---------- Extract to read
How Saying “Yes” To Everything For A Year Enabled Shonda Rhimes To Lose Fear & Find Her “Hum”

Shonda-rhimes

Her book is called ‘The Year of Yes: How to Dance it out, Stand in the Sun, and Be Your Own Person’ and it is fitting title for a woman who has essentially changed the entire landscape of TV as we know it. Shonda Rhimes, who together with her Shondaland productions partner Betsy Beers, is the creator of ‘Grey’s Anatomy’, ‘Scandal’, ‘The Catch’, and ‘How To Get Away With Murder’. She has won multiple awards, but more importantly opened up a major broadcast network (ABC) to start diversifying story lines and characters in a time when it wasn’t necessarily so common.

Since the Shondaland explosion, along with the emergence of digital platforms like Netflix and Hulu, shows like ‘Transparent’ and ‘Orange Is The New Black’ have capitalized on the momentum Shonda and Betsy created, giving visibility to people of color and a variety of sexual orientations. So it goes without saying her success is well-known in the public, but what about the women behind the phenomenon? What makes her tick? What does she think about when she goes to sleep at night? Does she ever sleep?
--------------------
*Job 1*: In the listing, start at the line that has "If you could segment every instance of the bleached" and go through the end of the listing. Write those lines again with "bleached log" changed to "weathered log" and nothing else altered.
---------- Material
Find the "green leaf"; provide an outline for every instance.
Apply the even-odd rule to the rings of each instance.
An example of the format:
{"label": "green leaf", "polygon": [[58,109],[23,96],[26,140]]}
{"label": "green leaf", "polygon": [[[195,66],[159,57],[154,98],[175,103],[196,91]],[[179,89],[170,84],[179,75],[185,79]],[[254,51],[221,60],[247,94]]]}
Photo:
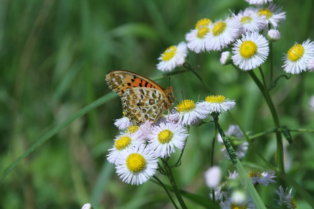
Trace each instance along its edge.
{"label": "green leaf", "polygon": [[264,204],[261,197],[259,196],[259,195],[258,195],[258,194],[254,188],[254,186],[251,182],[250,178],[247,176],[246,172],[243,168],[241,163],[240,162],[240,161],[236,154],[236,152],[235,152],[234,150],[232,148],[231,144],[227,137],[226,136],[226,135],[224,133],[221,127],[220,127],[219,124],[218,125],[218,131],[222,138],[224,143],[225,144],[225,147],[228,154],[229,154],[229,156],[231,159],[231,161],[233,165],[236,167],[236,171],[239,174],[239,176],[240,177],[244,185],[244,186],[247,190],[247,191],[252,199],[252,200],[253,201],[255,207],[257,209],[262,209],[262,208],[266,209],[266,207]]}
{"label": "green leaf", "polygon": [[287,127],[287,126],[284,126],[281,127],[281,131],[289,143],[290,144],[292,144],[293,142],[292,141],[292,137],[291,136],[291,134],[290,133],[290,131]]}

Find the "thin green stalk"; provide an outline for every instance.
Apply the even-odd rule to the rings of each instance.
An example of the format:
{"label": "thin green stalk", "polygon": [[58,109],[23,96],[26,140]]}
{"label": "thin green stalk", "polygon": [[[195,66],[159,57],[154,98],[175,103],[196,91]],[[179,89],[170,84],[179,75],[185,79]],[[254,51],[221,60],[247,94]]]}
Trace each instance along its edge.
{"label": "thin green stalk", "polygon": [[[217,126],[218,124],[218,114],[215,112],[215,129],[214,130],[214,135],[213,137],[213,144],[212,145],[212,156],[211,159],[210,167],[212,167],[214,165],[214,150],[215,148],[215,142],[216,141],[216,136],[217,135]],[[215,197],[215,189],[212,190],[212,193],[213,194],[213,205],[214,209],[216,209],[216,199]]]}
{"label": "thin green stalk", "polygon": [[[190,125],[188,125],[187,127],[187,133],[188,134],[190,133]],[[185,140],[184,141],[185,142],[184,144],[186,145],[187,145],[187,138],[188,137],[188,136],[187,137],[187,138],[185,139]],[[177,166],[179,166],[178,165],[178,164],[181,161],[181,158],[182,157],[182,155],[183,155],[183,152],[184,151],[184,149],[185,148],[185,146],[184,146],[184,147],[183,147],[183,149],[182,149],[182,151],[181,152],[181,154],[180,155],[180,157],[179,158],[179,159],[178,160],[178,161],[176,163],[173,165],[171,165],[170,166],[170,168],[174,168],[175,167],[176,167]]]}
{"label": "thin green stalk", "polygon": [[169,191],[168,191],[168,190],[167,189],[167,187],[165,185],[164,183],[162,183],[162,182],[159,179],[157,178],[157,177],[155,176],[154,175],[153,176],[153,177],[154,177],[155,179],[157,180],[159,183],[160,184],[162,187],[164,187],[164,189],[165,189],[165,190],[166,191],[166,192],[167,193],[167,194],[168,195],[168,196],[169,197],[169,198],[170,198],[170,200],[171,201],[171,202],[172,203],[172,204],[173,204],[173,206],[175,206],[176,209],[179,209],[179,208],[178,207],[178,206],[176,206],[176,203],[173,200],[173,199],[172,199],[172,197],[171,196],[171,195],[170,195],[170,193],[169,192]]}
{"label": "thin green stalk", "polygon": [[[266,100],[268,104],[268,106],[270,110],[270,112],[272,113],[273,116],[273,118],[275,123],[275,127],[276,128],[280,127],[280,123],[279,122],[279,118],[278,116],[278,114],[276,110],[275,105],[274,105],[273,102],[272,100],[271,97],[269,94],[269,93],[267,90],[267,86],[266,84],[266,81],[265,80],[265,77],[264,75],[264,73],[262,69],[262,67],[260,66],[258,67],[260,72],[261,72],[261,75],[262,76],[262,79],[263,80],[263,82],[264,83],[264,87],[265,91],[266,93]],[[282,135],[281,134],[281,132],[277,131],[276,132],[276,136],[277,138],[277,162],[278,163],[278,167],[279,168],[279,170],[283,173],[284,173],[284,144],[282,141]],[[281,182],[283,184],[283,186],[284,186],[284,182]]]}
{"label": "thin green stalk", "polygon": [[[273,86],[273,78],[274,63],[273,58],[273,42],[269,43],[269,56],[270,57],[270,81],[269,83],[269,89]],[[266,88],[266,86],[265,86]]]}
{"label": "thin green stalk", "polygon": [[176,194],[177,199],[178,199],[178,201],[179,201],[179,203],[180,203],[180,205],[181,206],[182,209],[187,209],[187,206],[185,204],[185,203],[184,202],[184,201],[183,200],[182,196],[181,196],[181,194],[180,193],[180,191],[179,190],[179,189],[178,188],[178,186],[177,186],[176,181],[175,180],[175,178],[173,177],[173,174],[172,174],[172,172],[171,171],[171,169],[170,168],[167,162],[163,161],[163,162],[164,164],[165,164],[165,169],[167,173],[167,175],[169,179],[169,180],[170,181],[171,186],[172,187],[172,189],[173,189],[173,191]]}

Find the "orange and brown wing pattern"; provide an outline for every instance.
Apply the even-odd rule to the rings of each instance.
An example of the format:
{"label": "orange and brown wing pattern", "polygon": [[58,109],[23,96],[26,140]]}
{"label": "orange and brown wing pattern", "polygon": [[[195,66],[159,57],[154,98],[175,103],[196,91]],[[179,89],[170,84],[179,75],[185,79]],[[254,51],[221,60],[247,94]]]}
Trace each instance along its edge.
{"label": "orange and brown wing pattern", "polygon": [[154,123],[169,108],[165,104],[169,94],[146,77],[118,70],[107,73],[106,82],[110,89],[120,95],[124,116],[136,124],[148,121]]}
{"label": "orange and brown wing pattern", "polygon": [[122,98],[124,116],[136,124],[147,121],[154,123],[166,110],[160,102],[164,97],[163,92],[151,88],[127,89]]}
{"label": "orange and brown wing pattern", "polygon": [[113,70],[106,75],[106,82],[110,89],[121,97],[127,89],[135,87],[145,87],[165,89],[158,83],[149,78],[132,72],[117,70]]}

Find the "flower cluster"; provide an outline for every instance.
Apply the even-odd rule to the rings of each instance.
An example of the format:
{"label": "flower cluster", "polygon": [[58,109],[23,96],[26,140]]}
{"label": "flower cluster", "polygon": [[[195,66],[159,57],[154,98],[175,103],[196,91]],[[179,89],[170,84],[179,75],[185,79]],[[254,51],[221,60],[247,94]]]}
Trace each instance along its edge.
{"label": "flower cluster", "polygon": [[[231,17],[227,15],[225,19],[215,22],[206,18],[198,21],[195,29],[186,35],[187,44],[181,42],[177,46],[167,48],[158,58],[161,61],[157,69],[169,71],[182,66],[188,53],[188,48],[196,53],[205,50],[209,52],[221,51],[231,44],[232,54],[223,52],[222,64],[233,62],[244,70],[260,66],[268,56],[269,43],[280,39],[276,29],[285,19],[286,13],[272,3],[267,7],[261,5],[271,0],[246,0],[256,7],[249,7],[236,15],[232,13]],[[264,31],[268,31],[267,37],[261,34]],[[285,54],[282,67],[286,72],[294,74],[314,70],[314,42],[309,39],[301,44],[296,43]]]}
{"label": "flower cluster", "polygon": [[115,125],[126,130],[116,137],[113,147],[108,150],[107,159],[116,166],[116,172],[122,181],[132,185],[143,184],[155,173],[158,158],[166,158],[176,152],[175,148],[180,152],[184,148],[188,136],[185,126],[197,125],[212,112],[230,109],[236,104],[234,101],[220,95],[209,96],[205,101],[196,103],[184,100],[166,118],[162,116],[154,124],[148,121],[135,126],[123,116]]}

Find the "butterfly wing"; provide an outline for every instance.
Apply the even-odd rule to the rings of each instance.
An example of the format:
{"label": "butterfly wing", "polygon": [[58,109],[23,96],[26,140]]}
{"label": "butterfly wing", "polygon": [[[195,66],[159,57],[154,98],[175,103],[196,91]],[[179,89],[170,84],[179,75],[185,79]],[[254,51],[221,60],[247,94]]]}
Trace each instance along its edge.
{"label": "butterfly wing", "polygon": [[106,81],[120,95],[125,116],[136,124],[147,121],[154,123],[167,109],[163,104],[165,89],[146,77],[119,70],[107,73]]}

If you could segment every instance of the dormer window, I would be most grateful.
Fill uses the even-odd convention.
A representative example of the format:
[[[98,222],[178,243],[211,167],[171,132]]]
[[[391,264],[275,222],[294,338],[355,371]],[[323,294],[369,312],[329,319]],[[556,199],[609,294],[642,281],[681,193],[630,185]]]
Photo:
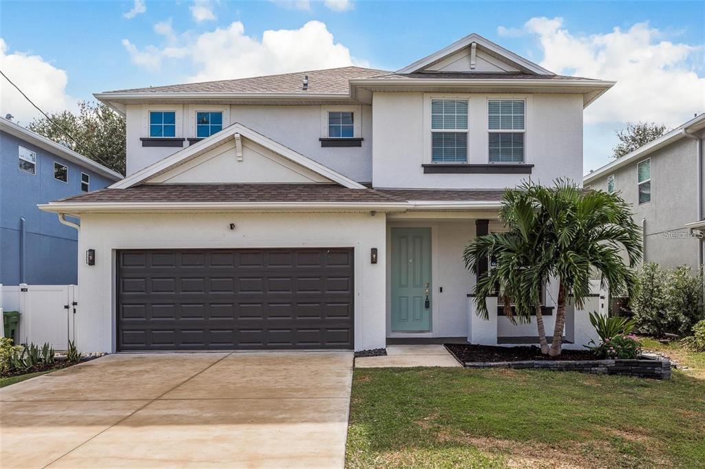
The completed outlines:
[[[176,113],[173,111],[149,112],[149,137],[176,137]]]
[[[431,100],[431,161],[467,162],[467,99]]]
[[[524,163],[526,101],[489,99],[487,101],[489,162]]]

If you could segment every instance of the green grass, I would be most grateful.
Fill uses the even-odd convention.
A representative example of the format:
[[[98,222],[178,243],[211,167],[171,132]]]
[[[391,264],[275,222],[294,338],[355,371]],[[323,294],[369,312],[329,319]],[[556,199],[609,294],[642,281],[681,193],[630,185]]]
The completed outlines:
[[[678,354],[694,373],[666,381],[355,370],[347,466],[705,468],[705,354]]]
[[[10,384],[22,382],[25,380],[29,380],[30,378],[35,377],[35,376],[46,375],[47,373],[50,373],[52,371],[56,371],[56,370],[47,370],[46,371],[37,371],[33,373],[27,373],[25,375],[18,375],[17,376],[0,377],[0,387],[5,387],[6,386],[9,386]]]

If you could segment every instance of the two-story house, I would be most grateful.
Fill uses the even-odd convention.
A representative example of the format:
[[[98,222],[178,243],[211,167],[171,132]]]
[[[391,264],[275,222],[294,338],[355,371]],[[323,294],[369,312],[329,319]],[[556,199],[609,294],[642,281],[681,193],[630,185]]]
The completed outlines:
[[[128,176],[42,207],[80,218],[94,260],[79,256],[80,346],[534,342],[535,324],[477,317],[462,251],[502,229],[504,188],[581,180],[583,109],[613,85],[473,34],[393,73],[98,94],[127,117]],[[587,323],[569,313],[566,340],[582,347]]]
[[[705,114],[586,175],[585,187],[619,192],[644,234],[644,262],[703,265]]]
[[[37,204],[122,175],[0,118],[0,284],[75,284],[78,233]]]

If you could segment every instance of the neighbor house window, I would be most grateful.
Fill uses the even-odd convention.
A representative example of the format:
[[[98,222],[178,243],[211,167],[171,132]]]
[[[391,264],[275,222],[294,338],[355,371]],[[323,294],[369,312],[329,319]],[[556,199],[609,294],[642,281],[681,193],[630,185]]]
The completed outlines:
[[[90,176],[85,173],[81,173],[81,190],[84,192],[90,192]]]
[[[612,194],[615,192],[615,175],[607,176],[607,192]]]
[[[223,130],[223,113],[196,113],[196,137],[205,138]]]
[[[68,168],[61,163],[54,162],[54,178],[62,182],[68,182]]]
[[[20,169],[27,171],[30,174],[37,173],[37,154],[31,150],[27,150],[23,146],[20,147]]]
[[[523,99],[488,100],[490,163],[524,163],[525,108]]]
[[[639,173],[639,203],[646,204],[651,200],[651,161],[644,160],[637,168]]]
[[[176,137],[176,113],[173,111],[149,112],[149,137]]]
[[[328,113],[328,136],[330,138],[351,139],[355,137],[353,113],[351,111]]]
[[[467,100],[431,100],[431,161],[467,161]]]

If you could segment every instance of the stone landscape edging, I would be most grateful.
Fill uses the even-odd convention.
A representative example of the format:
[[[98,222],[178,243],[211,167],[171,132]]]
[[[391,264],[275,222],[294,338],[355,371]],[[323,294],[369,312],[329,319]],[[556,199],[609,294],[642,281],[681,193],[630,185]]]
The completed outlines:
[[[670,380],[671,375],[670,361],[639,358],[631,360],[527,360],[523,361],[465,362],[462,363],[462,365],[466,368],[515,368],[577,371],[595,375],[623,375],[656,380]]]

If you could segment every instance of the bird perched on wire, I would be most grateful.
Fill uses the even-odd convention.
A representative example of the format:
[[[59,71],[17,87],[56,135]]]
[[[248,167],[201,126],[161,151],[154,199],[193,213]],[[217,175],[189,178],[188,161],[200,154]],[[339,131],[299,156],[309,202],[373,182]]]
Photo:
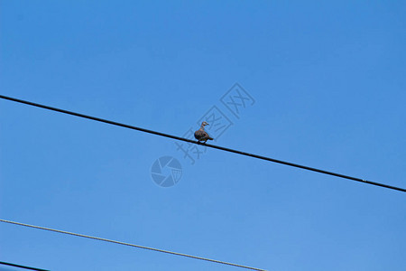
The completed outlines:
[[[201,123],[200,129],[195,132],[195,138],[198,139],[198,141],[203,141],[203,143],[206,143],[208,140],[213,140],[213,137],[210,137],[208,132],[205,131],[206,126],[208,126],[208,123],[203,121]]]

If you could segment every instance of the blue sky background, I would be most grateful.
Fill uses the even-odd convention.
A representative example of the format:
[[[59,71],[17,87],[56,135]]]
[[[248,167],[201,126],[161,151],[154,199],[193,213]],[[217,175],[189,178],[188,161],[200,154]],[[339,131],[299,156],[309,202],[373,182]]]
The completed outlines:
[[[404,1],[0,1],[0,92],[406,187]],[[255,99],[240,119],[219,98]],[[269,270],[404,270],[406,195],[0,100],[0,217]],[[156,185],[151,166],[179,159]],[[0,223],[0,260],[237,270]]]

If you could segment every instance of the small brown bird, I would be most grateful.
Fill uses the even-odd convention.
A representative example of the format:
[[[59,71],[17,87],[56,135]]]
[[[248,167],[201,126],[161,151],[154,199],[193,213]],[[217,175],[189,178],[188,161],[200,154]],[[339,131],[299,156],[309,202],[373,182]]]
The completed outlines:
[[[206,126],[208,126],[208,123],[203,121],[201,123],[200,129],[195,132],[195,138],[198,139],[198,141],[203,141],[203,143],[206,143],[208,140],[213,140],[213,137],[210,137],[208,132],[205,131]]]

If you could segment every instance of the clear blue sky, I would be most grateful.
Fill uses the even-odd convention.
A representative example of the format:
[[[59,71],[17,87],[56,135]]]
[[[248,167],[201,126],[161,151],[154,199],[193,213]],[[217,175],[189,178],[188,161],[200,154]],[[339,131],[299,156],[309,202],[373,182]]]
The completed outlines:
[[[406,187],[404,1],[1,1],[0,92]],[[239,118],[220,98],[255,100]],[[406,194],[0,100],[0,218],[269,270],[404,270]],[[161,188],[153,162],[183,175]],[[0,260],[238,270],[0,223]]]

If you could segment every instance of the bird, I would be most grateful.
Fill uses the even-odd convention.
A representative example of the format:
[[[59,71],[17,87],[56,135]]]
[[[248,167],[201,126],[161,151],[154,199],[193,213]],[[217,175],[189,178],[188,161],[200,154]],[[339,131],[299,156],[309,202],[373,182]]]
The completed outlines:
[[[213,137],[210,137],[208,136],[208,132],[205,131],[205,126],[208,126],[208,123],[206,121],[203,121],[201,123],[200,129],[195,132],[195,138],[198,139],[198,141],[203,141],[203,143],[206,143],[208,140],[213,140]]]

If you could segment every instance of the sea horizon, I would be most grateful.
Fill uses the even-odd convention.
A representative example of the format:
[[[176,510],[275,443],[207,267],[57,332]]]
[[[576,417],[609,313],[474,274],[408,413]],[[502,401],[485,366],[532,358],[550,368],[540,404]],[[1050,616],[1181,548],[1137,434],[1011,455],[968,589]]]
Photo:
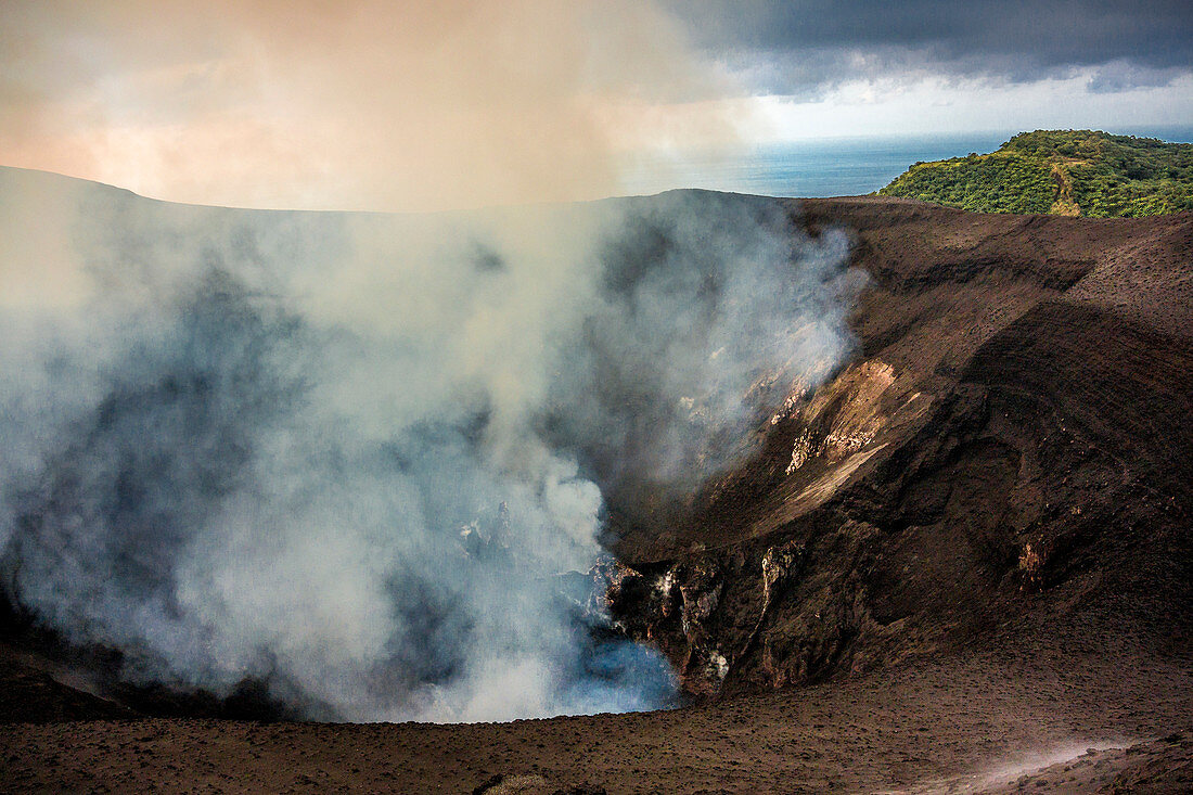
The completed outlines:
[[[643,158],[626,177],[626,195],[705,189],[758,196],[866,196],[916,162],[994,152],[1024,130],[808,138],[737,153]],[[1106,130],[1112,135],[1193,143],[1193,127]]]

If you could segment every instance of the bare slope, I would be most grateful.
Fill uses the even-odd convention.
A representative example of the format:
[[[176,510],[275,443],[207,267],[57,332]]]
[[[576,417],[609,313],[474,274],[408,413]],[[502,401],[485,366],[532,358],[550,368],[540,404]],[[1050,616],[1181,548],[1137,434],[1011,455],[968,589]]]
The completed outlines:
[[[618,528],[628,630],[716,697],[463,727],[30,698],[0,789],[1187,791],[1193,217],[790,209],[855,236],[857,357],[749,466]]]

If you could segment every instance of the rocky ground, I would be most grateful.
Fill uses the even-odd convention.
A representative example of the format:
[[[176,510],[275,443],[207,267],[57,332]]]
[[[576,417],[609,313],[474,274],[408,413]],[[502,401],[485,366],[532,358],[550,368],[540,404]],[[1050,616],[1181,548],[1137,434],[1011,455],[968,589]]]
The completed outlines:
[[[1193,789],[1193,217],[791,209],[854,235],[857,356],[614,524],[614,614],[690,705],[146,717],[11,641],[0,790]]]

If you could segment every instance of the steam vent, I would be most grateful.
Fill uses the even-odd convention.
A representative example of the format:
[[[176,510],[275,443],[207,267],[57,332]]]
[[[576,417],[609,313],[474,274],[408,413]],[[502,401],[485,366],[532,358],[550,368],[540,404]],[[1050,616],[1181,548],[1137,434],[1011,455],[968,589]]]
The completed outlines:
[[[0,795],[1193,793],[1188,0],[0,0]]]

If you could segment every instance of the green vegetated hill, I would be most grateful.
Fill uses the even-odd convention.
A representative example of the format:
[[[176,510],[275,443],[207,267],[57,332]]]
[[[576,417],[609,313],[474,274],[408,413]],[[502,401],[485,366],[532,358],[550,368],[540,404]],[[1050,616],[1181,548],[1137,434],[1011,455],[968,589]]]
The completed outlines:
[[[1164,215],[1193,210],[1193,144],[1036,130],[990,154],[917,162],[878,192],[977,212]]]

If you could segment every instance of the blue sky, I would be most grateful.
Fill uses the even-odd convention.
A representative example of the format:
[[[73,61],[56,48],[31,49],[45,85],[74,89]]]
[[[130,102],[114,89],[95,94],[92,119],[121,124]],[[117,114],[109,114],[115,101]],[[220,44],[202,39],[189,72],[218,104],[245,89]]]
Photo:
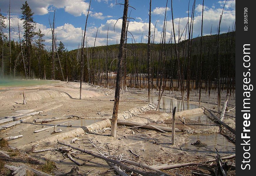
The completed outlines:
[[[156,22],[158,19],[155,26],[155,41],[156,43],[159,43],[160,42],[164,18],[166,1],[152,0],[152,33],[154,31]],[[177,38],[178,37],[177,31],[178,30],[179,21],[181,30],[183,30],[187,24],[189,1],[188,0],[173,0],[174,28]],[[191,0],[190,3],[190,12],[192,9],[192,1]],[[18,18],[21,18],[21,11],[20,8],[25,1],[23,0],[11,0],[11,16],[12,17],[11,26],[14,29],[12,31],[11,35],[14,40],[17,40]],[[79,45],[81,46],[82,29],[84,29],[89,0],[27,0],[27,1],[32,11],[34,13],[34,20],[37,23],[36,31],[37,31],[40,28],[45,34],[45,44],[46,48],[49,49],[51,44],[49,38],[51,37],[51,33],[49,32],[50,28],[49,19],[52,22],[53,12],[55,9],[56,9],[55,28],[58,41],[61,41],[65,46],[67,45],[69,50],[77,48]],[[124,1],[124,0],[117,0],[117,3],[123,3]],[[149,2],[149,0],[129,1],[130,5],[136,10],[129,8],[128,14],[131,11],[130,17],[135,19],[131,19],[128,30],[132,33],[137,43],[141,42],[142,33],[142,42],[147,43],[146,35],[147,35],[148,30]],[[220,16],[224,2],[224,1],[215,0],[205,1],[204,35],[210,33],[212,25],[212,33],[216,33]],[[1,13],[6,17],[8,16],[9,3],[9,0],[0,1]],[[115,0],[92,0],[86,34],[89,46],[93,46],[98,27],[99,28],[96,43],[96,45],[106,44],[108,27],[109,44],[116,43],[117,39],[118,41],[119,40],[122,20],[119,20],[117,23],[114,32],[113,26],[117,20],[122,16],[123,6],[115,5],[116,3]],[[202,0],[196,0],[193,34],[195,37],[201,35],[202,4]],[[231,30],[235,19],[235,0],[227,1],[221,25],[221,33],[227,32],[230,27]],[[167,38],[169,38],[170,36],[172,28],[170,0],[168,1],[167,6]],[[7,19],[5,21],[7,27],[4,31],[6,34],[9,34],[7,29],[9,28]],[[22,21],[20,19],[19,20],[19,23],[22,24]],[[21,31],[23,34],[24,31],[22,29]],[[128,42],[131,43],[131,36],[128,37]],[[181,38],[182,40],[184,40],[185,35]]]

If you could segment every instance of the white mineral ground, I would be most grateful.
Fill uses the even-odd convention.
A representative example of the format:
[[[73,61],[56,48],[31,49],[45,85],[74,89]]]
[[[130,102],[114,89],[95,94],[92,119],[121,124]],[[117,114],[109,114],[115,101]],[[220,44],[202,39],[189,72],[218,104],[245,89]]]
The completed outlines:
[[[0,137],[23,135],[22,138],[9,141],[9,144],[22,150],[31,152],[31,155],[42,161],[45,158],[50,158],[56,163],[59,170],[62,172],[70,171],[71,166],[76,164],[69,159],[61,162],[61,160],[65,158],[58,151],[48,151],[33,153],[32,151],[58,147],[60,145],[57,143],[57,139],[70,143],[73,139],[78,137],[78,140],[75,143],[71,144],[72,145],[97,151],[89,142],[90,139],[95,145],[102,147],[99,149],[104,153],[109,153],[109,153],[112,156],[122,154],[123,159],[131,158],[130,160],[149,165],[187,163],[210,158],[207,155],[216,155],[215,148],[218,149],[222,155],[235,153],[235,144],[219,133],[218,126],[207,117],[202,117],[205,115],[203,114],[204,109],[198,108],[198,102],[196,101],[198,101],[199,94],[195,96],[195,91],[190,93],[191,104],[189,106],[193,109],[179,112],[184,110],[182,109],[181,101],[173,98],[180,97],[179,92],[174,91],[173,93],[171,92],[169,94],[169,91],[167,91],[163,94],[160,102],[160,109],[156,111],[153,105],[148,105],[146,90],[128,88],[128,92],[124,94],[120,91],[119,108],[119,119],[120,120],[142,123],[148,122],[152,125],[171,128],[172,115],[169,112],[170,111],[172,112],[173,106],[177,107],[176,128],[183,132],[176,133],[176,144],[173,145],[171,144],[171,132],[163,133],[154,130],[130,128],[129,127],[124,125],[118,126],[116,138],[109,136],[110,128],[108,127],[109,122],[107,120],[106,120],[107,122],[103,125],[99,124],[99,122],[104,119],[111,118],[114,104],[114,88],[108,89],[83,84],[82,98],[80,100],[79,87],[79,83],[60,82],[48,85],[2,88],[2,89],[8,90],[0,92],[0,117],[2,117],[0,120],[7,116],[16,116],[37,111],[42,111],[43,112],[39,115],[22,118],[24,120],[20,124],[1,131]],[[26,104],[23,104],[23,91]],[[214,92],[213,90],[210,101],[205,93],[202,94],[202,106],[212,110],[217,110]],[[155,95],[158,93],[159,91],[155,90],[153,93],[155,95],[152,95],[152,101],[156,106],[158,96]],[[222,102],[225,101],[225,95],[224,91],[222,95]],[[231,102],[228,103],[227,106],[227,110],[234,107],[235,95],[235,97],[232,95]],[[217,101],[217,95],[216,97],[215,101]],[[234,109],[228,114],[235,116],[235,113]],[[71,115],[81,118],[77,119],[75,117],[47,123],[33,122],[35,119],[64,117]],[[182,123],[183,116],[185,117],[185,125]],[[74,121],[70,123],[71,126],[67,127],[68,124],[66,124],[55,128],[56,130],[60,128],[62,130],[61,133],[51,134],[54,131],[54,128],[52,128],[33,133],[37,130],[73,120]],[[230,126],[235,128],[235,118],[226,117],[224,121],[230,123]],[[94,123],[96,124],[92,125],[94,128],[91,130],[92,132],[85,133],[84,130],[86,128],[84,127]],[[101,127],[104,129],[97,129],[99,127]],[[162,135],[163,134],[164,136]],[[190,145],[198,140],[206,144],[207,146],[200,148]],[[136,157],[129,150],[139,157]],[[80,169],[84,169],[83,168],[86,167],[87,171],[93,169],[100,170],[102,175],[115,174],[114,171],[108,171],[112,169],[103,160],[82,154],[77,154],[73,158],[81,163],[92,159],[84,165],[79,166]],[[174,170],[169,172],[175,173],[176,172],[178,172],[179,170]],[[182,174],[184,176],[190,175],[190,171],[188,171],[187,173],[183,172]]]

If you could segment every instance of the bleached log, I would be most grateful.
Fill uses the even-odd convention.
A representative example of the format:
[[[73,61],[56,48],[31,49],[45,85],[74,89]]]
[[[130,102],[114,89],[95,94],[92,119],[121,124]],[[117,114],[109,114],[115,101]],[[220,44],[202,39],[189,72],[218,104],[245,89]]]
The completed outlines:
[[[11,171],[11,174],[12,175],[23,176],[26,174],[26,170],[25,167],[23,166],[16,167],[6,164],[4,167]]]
--------------------
*Job 2*: Extend the piece on Shonda Rhimes, picking up right after its last sentence.

*Task result 1*:
If you could segment every instance of the weathered log, I would be most grateful.
Fill uses the even-odd convention.
A representative example of the format:
[[[73,61],[56,48],[31,49],[45,85],[74,89]]]
[[[130,102],[114,89],[95,94],[92,119],[121,124]],[[117,114],[109,114],[115,101]],[[220,44],[202,39],[189,72],[218,104],[245,89]]]
The completed outlines:
[[[11,171],[11,174],[12,175],[23,176],[26,174],[26,170],[25,167],[23,166],[16,167],[6,164],[4,167]]]

*Task result 2*:
In 2015 she released her aforementioned book which is giving fans a whole new perspective on the media mogul. In a recent TED Talk given in Vancouver in March this year, she used the premise of her book to outline why she dedicated an entire year to saying “yes” to the things she feared the most.

“That ‘yes’ was the beginning of a new way of life for my family. I made a vow that from now on, every time one of my children asks me to play, no matter what I’m doing or where I’m going, I say yes. Every. Single. Time…and it’s had a magical effect on me,” she said before adding that it was this purposeful intention that changed the course of her life.

“It’s also had a stunning side effect. And it wasn’t until recently that I fully understood it. That I understood how saying ‘yes’ to playing with my children likely saved my career.”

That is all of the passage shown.